__The request__
Duplicate the following lines without any change.

__Material provided__
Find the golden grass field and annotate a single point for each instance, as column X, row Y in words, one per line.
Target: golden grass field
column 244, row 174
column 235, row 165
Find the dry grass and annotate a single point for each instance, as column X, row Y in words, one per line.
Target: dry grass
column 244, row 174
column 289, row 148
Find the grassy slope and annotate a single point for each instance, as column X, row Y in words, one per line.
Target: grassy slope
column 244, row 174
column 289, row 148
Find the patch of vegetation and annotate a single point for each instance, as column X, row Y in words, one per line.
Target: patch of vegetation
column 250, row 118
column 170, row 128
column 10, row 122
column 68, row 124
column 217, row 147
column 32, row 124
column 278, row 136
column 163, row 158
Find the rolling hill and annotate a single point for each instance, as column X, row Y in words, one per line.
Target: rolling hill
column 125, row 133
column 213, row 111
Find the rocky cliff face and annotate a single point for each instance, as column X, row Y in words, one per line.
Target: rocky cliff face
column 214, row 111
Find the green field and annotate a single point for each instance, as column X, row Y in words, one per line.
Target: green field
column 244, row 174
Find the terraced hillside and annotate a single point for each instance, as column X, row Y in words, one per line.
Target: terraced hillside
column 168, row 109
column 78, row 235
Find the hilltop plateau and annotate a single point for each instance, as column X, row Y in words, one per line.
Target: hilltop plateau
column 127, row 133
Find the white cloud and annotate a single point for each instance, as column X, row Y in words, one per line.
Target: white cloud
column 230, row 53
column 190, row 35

__Worked answer__
Find the golden grass field and annotate a single point for each instance, as column X, row Y in words, one per line.
Target: golden grass field
column 244, row 174
column 235, row 165
Find the dry grass and annotate a single point for each instance, as column X, row Y in words, one per line.
Target: dry grass
column 244, row 174
column 289, row 148
Find the grassy slope and annotate a single point for each instance, as column X, row Y in words, one per line.
Target: grassy slope
column 244, row 174
column 289, row 148
Find the patch of vegetation and annotate a single point for each instance, as column X, row Y in words, one per line.
Target: patch of vegetation
column 250, row 118
column 170, row 128
column 10, row 122
column 68, row 124
column 217, row 147
column 32, row 124
column 278, row 136
column 163, row 158
Find the rolling hill and annotate a single point for each instance, as column X, row Y in words, one per line.
Target: rolling hill
column 125, row 133
column 213, row 111
Find the rocky cliff face and annotate a single point for each instance, as column X, row Y in words, one per line.
Target: rocky cliff face
column 214, row 111
Find the green field and annotate a single point for each instance, as column X, row Y in words, one per line.
Target: green field
column 244, row 174
Find the terraced hillside and annotate a single point for each instance, as column X, row Y in words, one per line.
Target: terraced hillside
column 168, row 109
column 78, row 235
Find the hilltop plateau and annotate a single point for each instance, as column X, row Y in words, one per line.
Target: hilltop plateau
column 127, row 133
Find the white cloud and annotate a single point for each instance, as column X, row Y in words, one per line.
Target: white cloud
column 230, row 53
column 190, row 35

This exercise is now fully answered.